Which lines of the material below contain the string "stack"? Return each such line in full. Case counts.
— START OF Data rows —
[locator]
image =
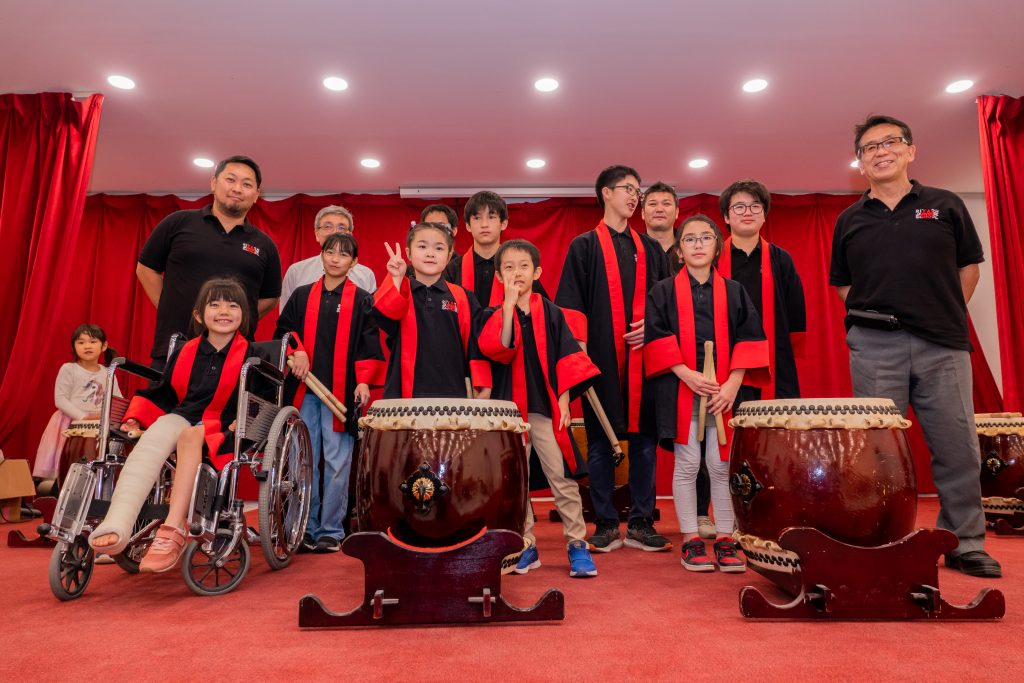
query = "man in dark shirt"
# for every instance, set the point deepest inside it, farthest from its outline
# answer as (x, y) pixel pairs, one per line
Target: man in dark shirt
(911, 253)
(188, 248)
— END OF Data rows —
— START OF Data rows —
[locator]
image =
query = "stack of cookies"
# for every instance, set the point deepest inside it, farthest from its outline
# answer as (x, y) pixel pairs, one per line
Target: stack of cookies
— END OF Data rows —
- Exercise answer:
query = "stack of cookies"
Target: stack of cookies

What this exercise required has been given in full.